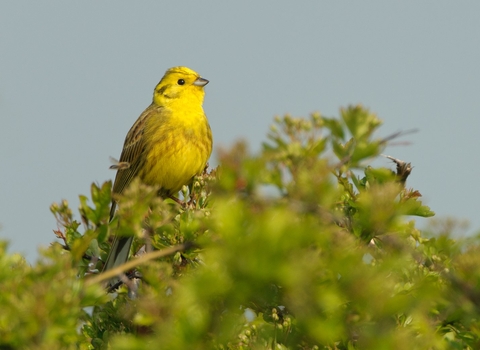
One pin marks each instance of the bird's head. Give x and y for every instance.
(179, 84)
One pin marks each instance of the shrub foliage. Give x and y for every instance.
(302, 246)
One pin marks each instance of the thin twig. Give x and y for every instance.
(136, 262)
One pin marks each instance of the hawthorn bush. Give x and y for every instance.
(303, 246)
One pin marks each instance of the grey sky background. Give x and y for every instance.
(74, 76)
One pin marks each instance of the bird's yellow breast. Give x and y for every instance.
(179, 145)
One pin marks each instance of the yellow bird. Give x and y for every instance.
(166, 147)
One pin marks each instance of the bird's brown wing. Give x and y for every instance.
(132, 154)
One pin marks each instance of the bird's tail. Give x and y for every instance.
(118, 254)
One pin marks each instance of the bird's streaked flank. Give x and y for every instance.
(166, 147)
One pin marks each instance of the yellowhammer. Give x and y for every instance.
(166, 147)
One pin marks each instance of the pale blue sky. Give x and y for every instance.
(74, 76)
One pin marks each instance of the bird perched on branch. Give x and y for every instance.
(166, 147)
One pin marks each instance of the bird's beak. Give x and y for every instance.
(200, 82)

- - - -

[ACTIVITY]
Pictures aside, repeat every entry exactly as written.

[SOLUTION TO THE PROBLEM]
One pin marks each instance of the bird's head. Give x and y for every instance.
(179, 84)
One pin marks each instance of the shrub foliage. Give x and y for every instance.
(302, 246)
One pin marks each instance of the thin twig. Give x and y for every instance.
(136, 262)
One pin marks each instance of the hawthorn bush. Give x and y for every instance.
(303, 246)
One pin marks each instance of the grey sky background. Give x and y for every instance.
(74, 76)
One pin marks each instance of the bird's yellow breast. Give x and y for every instance.
(179, 145)
One pin marks each instance of the yellow bird. Give x and y for every instance.
(166, 147)
One pin marks each instance of the bird's brown wing. Give x and y for every instance.
(132, 154)
One pin marks each instance of the bird's tail. Give x and y for every instance.
(118, 254)
One pin marks each instance of the bird's streaked flank. Give x and y for every instance.
(166, 147)
One pin marks each instance of the yellowhammer. Give x and y for every instance.
(166, 147)
One pin marks each instance of the pale blue sky. Give x and y for every instance.
(74, 76)
One pin marks each instance of the bird perched on branch. Give x and y for every instance.
(166, 147)
One pin marks each instance of the bird's beak. Give x and y for every instance.
(200, 82)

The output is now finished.